Notre-Dame-des-Landes, l'aéroport enterrédossier
Les électeurs de Loire-Atlantique sont invités à se prononcer ce dimanche sur le projet du nouvel aéroport.
par Sylvain Mouillard et Coralie Schaub
publié le 24 juin 2016 à 20h11

C'était il y a cinquante et un ans, en 1965. Le préfet de Loire-Atlantique décide d'entamer la recherche d'un «nouveau site aéronautique pour les régions Bretagne et Pays de la Loire». La zone agricole de Notre-Dame-des-Landes, située à une vingtaine de kilomètres au nord de Nantes, est vite retenue.

Objectif a>
Renvoyez à l'identique les lignes des entrées, de celle qui contient « find dirt embankment » jusqu'à la fin des entrées, bornes incluses.
L'extrait et les entrées n'ont aucun lien entre eux.

Entrées d'un jeu de données de pointage:
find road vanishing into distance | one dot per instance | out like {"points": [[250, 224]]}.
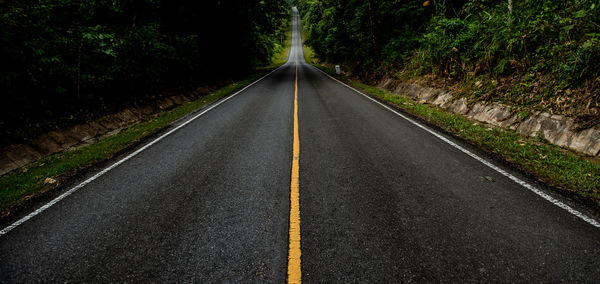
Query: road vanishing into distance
{"points": [[300, 175]]}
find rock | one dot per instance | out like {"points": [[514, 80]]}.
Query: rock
{"points": [[146, 110], [6, 164], [63, 139], [587, 141], [443, 99], [458, 106], [46, 144], [21, 155], [126, 117], [495, 114], [165, 103], [81, 132], [179, 100], [109, 122]]}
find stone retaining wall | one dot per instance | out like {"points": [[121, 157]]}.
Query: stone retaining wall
{"points": [[19, 155], [557, 129]]}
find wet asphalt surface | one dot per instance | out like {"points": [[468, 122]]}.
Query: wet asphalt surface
{"points": [[380, 199]]}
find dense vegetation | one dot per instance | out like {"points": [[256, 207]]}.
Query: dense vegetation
{"points": [[542, 54], [65, 61]]}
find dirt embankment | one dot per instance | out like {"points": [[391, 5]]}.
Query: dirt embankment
{"points": [[19, 155], [561, 130]]}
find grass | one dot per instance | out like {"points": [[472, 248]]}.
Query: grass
{"points": [[21, 185], [553, 165]]}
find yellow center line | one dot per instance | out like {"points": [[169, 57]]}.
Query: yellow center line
{"points": [[294, 272]]}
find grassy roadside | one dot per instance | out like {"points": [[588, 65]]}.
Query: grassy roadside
{"points": [[21, 185], [553, 165]]}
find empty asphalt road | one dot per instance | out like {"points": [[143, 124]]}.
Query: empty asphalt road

Objectif b>
Retapez sans rien changer le passage de l'extrait sur Notre-Dame-des-Landes compris entre « Notre-Dame-des-Landes, l'aéroport enterrédossier » et « est vite retenue. », bornes incluses.

Résultat obtenu a>
find dirt embankment | one dot per instance | out like {"points": [[391, 5]]}.
Query: dirt embankment
{"points": [[19, 155], [561, 130]]}
find grass | one dot per instance | out like {"points": [[472, 248]]}.
Query: grass
{"points": [[21, 185], [553, 165]]}
find yellow center line | one dot per instance | out like {"points": [[169, 57]]}.
Query: yellow center line
{"points": [[294, 272]]}
find grassy roadside | one dot per instance | out like {"points": [[588, 65]]}.
Query: grassy roadside
{"points": [[21, 185], [553, 165]]}
find empty asphalt road | one dot per instance | out like {"points": [[143, 124]]}.
Query: empty asphalt road

Résultat obtenu b>
Notre-Dame-des-Landes, l'aéroport enterrédossier
Les électeurs de Loire-Atlantique sont invités à se prononcer ce dimanche sur le projet du nouvel aéroport.
par Sylvain Mouillard et Coralie Schaub
publié le 24 juin 2016 à 20h11

C'était il y a cinquante et un ans, en 1965. Le préfet de Loire-Atlantique décide d'entamer la recherche d'un «nouveau site aéronautique pour les régions Bretagne et Pays de la Loire». La zone agricole de Notre-Dame-des-Landes, située à une vingtaine de kilomètres au nord de Nantes, est vite retenue.